→ **Document excerpt**:
==========
I'm trying to find a general solution for this equation
$xy'=y+\sqrt{x^2+y^2}$
I got $\tan\frac{y}{x}+\sec\frac{y}{x} = x + c$ as an answer.
I substituted $y=vx$ and it led me to the trig-related answer.
The answer sheet gives $y+\sqrt{x^2+y^2} = Cx^2$.
I honestly how to derive this. Can I get some help here?
On
You can play a bit with the terms and get$$x^2\left(\frac{y}{x}\right)'= xy'-y = \sqrt{x^2+y^2} = \lvert x \rvert \sqrt{1+\left(\frac{y}{x}\right)^2}.$$ Define $y(x)/x =: z(x)$, then you have $$z' = \frac{\lvert x \rvert}{x^2}\sqrt{1+z^2} $$ and separating variables $$\int\frac{dz}{\sqrt{1+z^2}} = \int\frac{\lvert x \rvert}{x^2}\,dx$$ Putting $z = \sinh w$ yields $\sqrt{1+z^2} = \cosh w$ and $dz = \cosh w \,dw$, so \begin{align}\int \frac{dz}{\sqrt{1+z^2}}=\int \frac{\cosh w}{ \cosh w} dw & = w = \sinh^{-1}z \\ & = \log (z+\sqrt{1+z^2}) \end{align} up to a constant $c$. Then \begin{align} \log (z+\sqrt{1+z^2}) & = \text{sgn}\{x\}\left(\log \lvert x\rvert + \log e^c\right) \\ & = \log (C\lvert x \rvert)^{\text{sgn}\{x\}}, \text{ with }C > 0, \end{align} and finally, since $z(x)=y(x)/x$ you compare the arguments of the logarithms getting $$\frac{y}{x}+ \frac{1}{\lvert x \rvert}\sqrt{x^2+y^2} = (C\lvert x\rvert)^{\text{sgn}\{x\}}. $$ This solution does not depend on the sign of $x$ (just try to explicit $y$ when $x > 0$ and $x < 0$ and you will get the same expression). So the solution for $x > 0$ gives the result: $$y +\sqrt{x^2+y^2} = Cx^2.$$
$$y'=\frac{y}{x}+\sqrt{1+\left(\frac{y}{x}\right)^2}$$ $$u=\frac{y}{x}$$ $$u+xu'=u+\sqrt{1+u^2}$$ Separable ODE : $$\int\frac{dx}{x}=\ln|x[+c_1=\int\frac{u'}{\sqrt{1+u^2}}=\sinh^{-1}(u)+c_2$$ $$u=\sinh\left(\ln|cx[\right)=\frac12\left(cx-\frac{1}{cx}\right)$$ $$y=\frac12\left(cx^2-\frac{1}{c}\right)$$ $x^2=\frac{2}{c}y+\frac{1}{c^2}\quad;\quad x^2+y^2=\frac{2}{c}y+\frac{1}{c^2}+y^2=\left(y+\frac{1}{c}\right)^2$
$y+\sqrt{x^2+y^2}=y+(y+\frac{1}{c})=2y+\frac{1}{c}=\left(cx^2-\frac{1}{c}\right)+\frac{1}{c}$ $$y+\sqrt{x^2+y^2}=cx^2$$
==========
Pointing dataset records

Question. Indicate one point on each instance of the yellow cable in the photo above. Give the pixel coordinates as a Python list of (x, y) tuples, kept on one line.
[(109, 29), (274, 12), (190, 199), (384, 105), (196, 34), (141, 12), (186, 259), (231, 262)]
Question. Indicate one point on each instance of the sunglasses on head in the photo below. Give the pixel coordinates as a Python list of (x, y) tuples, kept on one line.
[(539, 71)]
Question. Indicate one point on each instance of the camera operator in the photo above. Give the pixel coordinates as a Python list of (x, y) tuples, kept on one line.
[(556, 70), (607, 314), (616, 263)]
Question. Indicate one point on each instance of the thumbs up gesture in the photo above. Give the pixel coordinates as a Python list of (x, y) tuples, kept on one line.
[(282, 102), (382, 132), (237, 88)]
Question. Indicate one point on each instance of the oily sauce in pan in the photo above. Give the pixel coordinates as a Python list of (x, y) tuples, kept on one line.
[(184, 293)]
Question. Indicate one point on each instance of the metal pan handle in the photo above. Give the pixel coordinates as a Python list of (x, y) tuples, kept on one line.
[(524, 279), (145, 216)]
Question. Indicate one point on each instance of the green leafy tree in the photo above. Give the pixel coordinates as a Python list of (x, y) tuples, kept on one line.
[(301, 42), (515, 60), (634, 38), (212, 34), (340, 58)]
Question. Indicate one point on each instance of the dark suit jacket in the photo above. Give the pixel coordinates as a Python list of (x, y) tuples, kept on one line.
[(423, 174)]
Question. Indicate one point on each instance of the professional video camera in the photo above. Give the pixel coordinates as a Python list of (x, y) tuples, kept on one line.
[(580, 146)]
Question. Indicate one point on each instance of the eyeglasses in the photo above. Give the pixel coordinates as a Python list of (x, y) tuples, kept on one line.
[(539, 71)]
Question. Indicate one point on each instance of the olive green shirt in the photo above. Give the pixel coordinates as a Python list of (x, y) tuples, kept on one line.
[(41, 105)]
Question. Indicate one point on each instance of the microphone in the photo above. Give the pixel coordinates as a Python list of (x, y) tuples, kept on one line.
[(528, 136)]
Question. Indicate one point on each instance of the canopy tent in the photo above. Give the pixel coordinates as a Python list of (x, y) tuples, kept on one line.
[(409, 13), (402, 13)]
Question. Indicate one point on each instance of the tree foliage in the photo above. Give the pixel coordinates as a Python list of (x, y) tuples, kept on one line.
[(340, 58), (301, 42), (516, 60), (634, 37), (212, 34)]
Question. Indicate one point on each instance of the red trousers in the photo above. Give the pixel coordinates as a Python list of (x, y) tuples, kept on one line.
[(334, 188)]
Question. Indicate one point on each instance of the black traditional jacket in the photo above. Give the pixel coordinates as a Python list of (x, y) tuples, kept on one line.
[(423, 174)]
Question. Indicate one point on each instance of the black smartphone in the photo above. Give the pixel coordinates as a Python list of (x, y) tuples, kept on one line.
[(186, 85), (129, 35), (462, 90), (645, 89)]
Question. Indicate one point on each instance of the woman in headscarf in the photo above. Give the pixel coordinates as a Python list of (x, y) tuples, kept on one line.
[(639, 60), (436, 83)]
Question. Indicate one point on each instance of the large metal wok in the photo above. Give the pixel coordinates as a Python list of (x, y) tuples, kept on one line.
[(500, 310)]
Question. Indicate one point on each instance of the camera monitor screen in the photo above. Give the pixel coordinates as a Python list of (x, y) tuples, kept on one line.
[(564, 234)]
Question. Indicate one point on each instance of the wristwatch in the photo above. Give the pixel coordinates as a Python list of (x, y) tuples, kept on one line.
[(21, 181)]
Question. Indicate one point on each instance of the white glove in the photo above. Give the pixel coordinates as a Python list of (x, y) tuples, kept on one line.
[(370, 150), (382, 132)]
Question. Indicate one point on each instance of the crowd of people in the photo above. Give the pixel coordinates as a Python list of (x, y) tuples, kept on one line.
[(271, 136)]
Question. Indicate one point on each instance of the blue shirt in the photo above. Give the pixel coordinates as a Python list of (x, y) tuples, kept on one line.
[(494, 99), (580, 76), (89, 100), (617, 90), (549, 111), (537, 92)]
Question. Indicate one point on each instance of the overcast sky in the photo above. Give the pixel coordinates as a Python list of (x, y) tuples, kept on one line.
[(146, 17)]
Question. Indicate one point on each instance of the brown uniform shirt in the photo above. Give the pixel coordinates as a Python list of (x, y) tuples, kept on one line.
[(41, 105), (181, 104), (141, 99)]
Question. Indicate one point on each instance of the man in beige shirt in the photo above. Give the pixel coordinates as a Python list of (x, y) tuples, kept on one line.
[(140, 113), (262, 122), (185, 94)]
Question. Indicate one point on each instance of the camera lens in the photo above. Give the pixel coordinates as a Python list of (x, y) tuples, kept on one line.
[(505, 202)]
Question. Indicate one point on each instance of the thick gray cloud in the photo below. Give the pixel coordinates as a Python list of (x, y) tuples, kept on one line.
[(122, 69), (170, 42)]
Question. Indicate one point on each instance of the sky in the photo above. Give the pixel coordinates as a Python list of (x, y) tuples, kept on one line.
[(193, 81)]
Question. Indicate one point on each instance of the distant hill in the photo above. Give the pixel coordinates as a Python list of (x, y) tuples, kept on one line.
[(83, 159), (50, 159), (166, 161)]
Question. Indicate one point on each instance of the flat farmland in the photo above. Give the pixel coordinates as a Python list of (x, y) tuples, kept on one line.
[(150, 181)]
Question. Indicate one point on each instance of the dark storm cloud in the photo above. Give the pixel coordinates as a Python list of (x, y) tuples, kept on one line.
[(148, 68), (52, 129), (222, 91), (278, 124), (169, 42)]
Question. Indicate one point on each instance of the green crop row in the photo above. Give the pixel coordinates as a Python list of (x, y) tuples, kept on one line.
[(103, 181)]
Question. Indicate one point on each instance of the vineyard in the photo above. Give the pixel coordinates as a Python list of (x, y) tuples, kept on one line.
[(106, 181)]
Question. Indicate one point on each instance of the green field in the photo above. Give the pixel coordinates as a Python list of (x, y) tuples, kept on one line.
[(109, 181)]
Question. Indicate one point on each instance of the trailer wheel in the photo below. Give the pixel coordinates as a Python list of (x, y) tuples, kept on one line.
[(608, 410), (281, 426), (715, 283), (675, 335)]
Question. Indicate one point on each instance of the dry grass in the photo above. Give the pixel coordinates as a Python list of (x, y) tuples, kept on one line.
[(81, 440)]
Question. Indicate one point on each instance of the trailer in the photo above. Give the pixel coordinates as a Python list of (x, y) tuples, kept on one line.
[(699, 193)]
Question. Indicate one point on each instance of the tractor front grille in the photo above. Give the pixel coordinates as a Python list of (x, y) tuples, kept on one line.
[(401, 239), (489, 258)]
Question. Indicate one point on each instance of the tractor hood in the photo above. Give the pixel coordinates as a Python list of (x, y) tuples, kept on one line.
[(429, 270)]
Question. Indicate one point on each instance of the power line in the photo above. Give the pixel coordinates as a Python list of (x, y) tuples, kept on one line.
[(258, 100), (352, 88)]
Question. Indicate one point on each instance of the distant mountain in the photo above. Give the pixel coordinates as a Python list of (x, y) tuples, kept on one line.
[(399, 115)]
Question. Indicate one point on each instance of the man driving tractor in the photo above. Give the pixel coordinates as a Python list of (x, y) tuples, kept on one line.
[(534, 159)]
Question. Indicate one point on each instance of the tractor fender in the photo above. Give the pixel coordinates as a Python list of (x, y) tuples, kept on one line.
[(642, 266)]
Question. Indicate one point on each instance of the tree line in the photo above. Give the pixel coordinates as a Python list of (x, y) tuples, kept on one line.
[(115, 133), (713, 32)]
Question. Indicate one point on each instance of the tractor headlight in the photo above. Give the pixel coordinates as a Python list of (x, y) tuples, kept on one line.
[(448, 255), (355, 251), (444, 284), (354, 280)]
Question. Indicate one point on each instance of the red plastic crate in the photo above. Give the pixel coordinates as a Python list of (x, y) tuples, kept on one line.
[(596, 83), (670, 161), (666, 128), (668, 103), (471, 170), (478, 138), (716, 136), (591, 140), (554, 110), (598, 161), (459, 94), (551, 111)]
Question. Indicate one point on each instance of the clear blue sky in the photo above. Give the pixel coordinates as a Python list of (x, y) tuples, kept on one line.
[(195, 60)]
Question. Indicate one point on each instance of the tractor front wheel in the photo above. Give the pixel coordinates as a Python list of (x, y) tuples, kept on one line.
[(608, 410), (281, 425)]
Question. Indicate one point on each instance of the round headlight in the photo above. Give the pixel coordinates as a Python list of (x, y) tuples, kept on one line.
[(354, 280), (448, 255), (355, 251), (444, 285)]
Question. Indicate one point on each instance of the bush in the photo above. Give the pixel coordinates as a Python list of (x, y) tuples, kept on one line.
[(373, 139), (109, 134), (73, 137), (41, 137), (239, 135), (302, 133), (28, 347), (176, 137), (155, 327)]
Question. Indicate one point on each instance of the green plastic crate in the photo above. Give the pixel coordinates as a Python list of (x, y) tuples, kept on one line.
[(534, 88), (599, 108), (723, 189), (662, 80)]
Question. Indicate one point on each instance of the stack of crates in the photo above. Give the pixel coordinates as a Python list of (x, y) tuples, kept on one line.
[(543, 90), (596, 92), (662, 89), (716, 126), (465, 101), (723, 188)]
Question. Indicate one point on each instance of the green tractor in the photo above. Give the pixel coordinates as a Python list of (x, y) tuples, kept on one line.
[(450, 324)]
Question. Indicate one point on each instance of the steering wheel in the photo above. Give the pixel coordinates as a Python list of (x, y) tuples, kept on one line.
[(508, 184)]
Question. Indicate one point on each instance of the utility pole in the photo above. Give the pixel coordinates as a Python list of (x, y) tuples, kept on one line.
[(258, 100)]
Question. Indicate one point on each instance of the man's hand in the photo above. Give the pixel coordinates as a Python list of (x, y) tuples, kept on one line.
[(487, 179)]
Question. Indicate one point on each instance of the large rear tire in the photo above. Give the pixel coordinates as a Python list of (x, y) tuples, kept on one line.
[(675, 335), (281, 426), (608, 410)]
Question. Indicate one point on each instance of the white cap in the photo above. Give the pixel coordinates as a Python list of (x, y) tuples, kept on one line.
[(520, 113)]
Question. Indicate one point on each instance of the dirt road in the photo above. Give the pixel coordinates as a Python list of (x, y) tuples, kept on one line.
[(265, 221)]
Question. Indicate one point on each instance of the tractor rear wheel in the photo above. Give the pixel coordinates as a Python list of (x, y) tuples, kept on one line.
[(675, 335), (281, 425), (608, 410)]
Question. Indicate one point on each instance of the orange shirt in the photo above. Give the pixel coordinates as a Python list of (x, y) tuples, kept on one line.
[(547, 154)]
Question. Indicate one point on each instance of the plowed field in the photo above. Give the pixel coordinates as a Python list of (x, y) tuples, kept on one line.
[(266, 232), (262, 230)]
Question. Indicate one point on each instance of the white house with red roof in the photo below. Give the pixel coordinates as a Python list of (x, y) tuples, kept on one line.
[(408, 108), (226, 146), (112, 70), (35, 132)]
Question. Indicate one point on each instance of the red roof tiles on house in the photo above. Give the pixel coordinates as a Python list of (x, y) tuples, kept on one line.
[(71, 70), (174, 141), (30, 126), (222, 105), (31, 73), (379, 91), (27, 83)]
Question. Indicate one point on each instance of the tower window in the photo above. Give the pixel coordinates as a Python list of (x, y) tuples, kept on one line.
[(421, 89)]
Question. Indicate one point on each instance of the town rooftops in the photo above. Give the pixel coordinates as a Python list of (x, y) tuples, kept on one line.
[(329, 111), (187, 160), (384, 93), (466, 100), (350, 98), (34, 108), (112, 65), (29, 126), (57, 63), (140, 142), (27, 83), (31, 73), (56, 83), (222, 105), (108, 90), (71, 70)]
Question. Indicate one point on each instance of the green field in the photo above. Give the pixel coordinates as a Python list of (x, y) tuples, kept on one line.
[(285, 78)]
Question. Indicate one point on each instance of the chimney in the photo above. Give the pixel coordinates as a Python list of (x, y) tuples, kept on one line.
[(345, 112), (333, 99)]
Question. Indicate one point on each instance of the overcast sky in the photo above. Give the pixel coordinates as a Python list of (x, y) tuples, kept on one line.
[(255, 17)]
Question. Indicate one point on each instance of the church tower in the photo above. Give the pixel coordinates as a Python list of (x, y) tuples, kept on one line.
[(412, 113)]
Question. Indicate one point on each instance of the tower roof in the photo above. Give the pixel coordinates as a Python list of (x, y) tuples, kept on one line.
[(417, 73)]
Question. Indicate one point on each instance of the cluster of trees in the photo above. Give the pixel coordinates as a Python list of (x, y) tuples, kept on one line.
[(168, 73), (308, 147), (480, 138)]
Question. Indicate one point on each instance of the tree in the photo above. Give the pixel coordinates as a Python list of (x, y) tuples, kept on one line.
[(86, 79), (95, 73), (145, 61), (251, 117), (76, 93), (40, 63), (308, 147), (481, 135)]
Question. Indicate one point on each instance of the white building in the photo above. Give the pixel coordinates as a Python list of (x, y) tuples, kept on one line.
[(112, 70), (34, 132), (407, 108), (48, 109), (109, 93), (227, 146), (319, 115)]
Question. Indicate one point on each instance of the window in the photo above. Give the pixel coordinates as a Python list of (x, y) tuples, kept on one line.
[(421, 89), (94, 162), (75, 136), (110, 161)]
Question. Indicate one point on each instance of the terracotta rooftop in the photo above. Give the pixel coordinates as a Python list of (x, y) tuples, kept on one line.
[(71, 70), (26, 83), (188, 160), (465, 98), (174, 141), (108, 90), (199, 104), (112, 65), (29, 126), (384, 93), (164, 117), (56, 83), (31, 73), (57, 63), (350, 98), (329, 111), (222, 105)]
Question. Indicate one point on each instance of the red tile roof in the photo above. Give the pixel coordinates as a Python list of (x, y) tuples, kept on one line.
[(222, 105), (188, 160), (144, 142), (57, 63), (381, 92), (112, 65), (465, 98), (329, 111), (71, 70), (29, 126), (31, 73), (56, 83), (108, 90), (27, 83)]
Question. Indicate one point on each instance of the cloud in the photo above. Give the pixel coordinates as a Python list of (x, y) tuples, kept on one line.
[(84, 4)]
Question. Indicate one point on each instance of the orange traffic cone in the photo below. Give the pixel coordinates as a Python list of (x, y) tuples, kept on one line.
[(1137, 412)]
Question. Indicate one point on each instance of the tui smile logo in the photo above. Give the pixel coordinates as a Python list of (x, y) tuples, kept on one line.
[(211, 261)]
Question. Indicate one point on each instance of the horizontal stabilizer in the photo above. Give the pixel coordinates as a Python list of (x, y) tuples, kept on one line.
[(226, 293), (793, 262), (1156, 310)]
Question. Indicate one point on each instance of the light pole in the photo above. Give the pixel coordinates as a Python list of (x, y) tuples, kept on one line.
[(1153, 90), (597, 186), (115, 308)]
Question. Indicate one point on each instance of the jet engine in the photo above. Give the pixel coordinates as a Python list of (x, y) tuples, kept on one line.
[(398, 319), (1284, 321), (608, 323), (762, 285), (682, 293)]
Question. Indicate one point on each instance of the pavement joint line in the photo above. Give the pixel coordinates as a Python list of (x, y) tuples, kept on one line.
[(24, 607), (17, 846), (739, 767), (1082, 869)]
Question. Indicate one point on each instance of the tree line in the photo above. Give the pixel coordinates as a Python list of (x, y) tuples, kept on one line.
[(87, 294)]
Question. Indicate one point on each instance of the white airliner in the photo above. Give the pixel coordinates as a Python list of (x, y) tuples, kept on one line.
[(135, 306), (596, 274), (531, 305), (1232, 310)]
==========
→ **Task brief**:
Answer these questions using the differential equation thread:
1. What substitution did the person asking the question make?
2. What solution does the answer sheet give?
3. In the reply that defines z, what is z set equal to in order to evaluate the integral of dz over √(1 + z²)?

→ **Response to the exercise**:
1. y = vx
2. y + √(x² + y²) = Cx²
3. z = sinh w